**WHAT IS EXPECTED**
Please reproduce the rows below word for word, from the line containing "Target: board and batten siding" through the end of the rows. Leave the pictures out.
* Start DATA LINES *
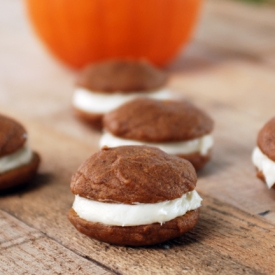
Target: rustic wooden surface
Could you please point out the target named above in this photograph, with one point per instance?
(228, 70)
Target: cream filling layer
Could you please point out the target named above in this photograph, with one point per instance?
(136, 214)
(200, 145)
(19, 158)
(264, 164)
(96, 102)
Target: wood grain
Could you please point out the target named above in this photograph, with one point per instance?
(24, 250)
(219, 243)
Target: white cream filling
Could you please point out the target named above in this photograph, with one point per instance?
(21, 157)
(136, 214)
(264, 164)
(199, 145)
(96, 102)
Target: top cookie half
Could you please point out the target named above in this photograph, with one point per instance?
(124, 76)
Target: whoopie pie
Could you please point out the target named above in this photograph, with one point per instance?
(176, 127)
(134, 195)
(18, 163)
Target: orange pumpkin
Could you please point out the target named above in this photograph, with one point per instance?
(83, 31)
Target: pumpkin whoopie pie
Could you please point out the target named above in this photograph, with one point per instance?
(18, 163)
(104, 86)
(176, 127)
(134, 195)
(263, 155)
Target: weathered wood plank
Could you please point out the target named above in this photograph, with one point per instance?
(24, 250)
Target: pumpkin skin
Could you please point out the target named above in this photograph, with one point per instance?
(83, 31)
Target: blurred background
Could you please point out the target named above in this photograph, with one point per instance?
(231, 44)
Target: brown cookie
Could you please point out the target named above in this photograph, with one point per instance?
(109, 78)
(20, 175)
(13, 138)
(266, 139)
(148, 120)
(129, 174)
(261, 176)
(133, 175)
(124, 76)
(151, 120)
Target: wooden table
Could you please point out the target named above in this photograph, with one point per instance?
(228, 70)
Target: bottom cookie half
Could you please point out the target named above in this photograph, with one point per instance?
(20, 175)
(136, 235)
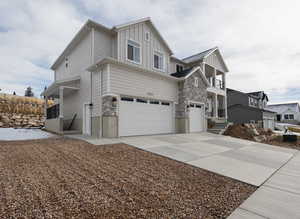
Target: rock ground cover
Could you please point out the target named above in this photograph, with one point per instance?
(14, 120)
(64, 178)
(252, 133)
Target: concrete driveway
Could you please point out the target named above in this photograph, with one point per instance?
(243, 160)
(275, 170)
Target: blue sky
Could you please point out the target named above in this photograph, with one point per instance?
(259, 40)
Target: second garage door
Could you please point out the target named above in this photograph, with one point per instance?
(196, 118)
(138, 116)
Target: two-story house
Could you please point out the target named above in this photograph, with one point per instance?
(286, 112)
(249, 108)
(125, 81)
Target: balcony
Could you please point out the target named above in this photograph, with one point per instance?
(219, 84)
(53, 112)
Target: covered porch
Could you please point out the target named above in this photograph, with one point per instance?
(215, 77)
(217, 106)
(60, 117)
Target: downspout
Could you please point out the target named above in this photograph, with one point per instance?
(91, 77)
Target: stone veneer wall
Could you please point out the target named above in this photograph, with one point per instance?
(109, 106)
(187, 91)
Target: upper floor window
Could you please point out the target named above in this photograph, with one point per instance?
(253, 102)
(179, 68)
(158, 60)
(66, 62)
(147, 36)
(289, 116)
(133, 51)
(196, 82)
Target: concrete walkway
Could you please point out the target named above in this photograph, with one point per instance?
(243, 160)
(277, 198)
(275, 170)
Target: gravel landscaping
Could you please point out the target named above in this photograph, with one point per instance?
(64, 178)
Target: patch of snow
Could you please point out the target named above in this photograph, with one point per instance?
(11, 134)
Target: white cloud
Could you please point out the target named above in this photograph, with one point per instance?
(258, 38)
(37, 33)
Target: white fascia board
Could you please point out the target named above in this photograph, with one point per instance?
(117, 27)
(217, 49)
(110, 60)
(201, 73)
(77, 38)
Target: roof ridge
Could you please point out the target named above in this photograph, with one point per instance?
(200, 52)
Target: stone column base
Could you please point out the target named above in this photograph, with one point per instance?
(110, 126)
(182, 125)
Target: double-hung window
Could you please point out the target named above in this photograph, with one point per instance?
(133, 51)
(158, 61)
(179, 68)
(289, 116)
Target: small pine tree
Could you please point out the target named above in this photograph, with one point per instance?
(28, 92)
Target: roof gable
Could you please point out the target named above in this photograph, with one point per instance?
(188, 72)
(149, 22)
(211, 56)
(215, 59)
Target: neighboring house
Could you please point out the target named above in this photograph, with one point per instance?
(249, 108)
(125, 81)
(286, 112)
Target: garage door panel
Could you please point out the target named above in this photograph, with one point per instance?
(196, 119)
(144, 118)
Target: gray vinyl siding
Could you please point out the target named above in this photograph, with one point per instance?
(173, 64)
(215, 60)
(237, 98)
(79, 60)
(137, 33)
(104, 81)
(96, 96)
(239, 115)
(133, 83)
(114, 46)
(102, 45)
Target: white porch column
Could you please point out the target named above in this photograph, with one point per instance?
(215, 105)
(224, 81)
(45, 106)
(61, 102)
(214, 77)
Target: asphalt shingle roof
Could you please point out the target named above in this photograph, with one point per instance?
(198, 56)
(183, 73)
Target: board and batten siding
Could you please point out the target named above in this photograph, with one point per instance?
(173, 64)
(102, 45)
(214, 61)
(129, 82)
(78, 59)
(137, 33)
(96, 95)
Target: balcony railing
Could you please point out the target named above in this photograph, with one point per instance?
(221, 113)
(219, 84)
(53, 112)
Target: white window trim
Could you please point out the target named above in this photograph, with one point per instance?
(163, 62)
(289, 116)
(250, 102)
(196, 81)
(129, 60)
(179, 65)
(147, 33)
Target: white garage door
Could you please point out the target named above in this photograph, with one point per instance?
(196, 118)
(269, 124)
(138, 116)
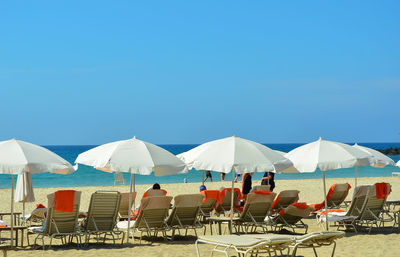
* End DATA LINES *
**COMPLETE RESPONSE**
Target: board and batten siding
Could you please point out the target named above in this photograph, with one point per instance?
(173, 64)
(102, 45)
(214, 61)
(129, 82)
(78, 59)
(137, 33)
(96, 95)
Target: balcony railing
Could you please point out the target named above in this photograph, with one point per instance?
(221, 113)
(219, 84)
(53, 112)
Target: white window trim
Could you please point out the target named above in this photograph, with one point per instance?
(163, 62)
(289, 116)
(250, 102)
(196, 81)
(129, 60)
(179, 65)
(147, 33)
Target: white garage door
Could you please point out the target named above in this photograph, with one point per instance?
(196, 118)
(269, 124)
(138, 116)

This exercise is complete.